* Work order:
From the records that follow, copy every line that contains the word "below".

[Items listed in a dataset]
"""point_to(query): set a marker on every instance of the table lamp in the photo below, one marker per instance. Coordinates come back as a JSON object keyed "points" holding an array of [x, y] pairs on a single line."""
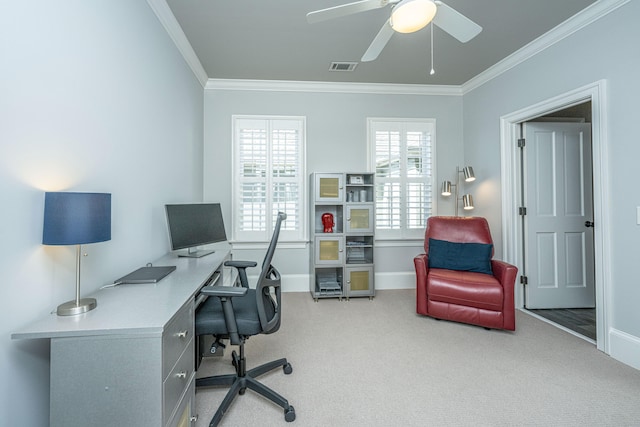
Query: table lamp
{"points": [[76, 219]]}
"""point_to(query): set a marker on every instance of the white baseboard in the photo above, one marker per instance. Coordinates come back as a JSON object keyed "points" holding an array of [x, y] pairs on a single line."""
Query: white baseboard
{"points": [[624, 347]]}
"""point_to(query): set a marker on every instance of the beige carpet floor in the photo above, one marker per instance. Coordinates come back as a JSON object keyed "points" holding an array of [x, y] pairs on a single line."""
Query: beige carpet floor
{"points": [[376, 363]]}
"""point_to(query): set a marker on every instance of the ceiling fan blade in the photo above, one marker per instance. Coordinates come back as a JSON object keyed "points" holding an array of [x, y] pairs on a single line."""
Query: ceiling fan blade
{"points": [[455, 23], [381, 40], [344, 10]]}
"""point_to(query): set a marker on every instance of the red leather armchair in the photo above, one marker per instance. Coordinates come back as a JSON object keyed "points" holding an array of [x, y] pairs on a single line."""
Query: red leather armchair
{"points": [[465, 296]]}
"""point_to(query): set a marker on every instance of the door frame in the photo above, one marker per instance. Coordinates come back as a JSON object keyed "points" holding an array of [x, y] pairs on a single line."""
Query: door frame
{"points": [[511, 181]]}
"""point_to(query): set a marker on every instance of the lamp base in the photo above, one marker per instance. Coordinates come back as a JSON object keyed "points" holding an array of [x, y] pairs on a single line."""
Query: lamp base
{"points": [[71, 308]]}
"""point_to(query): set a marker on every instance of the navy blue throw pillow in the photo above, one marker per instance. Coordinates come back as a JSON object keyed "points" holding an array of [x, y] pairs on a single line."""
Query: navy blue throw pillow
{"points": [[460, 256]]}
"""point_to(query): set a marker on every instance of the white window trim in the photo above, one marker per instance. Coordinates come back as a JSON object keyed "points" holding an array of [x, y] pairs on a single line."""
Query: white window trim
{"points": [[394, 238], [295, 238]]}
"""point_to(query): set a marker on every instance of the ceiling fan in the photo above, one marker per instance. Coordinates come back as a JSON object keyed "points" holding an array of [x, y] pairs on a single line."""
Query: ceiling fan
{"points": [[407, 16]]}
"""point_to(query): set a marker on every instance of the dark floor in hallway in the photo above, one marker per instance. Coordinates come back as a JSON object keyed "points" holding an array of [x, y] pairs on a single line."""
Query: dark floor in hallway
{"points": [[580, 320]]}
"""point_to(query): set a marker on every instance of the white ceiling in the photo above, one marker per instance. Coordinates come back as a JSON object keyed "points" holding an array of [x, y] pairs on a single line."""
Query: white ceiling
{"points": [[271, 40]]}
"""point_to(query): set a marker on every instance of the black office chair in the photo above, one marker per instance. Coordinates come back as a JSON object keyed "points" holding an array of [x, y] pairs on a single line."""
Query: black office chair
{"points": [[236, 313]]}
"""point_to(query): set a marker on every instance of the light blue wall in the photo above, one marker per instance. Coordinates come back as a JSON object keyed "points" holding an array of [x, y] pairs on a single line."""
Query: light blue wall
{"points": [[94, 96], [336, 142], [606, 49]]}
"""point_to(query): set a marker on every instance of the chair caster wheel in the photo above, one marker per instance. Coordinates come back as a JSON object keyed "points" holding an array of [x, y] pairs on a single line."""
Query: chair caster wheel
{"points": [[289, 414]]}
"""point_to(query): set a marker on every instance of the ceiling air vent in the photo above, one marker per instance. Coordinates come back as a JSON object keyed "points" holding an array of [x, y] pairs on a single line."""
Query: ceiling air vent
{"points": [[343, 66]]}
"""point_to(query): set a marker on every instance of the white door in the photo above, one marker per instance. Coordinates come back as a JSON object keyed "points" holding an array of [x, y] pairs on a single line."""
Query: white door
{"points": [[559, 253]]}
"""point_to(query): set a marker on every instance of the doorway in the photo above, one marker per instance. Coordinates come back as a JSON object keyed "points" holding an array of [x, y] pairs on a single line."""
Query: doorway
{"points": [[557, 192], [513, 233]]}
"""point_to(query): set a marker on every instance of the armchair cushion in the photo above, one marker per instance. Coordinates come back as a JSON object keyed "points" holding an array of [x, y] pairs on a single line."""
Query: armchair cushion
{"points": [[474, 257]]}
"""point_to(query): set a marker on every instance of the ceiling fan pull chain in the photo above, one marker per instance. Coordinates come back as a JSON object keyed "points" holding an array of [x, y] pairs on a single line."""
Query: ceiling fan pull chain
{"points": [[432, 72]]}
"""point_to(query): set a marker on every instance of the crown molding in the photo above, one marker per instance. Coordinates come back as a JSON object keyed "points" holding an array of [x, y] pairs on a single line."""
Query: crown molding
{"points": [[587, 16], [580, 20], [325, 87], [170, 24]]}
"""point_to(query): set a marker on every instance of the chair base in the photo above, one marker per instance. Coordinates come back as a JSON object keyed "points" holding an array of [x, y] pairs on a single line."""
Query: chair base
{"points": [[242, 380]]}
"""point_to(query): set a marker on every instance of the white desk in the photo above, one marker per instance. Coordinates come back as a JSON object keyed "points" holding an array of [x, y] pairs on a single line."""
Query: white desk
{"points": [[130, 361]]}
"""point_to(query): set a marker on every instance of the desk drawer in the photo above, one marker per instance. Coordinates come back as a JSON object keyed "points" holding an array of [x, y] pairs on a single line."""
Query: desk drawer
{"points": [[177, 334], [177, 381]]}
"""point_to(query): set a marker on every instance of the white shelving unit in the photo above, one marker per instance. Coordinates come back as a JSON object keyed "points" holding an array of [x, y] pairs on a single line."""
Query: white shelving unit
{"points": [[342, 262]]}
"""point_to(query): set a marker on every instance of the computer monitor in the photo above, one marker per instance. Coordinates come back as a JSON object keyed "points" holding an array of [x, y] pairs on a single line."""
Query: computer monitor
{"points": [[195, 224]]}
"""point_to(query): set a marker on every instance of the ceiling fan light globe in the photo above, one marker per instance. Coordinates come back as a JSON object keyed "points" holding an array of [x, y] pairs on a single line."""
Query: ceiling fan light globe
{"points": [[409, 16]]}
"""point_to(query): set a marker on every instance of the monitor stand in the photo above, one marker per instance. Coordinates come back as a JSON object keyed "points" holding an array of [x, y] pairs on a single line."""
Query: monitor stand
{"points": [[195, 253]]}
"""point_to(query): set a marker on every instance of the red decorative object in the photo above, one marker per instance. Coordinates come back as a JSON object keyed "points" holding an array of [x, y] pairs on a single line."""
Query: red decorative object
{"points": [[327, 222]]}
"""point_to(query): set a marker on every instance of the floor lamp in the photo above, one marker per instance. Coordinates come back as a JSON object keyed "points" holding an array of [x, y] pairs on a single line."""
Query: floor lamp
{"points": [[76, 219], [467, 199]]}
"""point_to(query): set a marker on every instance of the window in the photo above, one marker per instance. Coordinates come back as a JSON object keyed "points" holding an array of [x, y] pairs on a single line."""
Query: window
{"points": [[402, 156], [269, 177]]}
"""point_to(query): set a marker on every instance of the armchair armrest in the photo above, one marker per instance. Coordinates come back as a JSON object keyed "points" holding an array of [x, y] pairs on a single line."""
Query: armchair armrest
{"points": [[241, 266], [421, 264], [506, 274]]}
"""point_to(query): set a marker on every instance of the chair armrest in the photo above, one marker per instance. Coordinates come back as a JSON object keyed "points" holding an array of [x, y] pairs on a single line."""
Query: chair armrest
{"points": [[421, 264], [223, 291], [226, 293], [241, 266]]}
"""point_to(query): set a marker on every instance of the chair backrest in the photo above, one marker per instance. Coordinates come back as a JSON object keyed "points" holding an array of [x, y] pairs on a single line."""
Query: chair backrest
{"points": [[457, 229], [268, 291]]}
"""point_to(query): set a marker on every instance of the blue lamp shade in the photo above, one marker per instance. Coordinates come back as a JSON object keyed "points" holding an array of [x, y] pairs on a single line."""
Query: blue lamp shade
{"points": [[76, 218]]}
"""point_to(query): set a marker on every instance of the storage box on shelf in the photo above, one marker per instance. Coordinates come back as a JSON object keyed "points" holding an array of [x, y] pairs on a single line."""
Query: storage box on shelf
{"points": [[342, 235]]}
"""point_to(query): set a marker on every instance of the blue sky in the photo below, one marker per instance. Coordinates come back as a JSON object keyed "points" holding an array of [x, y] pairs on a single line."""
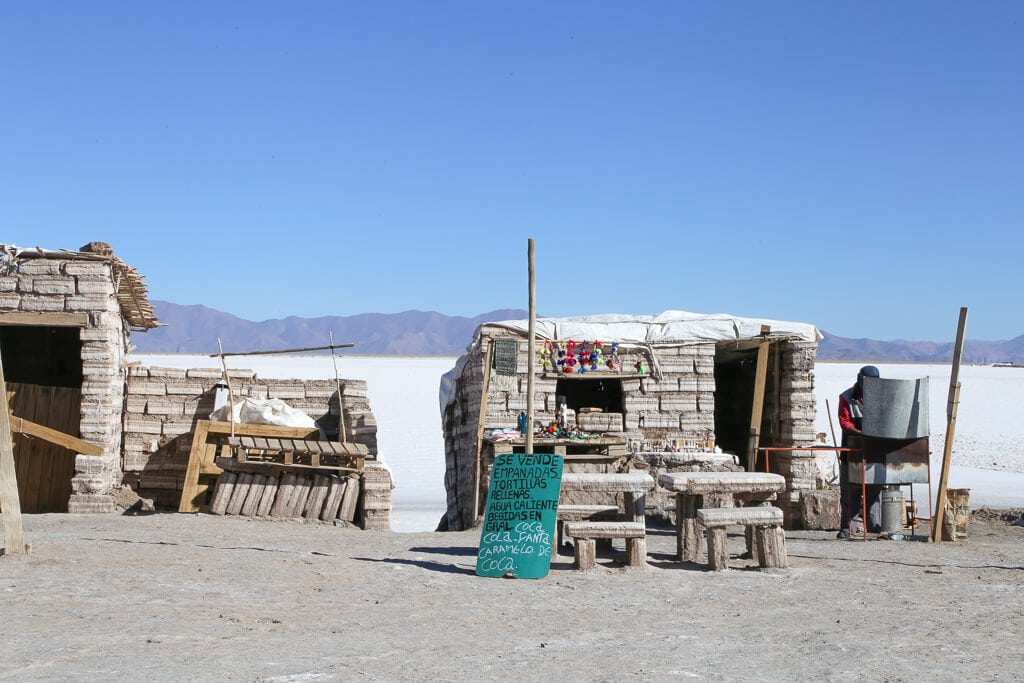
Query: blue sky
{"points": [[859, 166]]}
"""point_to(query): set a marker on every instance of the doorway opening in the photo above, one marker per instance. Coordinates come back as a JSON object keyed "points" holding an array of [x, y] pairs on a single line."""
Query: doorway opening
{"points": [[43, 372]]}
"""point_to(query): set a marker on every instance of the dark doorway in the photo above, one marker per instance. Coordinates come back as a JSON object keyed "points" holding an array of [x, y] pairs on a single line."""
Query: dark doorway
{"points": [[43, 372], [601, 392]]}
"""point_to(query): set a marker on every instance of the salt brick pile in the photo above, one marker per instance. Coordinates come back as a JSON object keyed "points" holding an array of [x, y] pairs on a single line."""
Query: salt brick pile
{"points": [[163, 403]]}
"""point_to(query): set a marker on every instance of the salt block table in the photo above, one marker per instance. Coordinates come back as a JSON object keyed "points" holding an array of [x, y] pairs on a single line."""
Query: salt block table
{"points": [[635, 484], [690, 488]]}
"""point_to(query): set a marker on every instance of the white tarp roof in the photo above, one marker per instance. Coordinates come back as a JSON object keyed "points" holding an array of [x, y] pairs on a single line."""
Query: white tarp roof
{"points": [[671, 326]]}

* Reply to the exercise:
"""point_to(query): set a marker on every instance of the table lamp in the photo below, one marker per instance. Coordinates come back as a JSON object keyed "points" holding an array of [x, y] pairs on a single line."""
"""point_to(query): set a marker on every instance of the blue sky in the photo below, one marker per instance. Coordinates come back as a JSON object keyed "points" holding an array of [x, y] pairs on a single line."""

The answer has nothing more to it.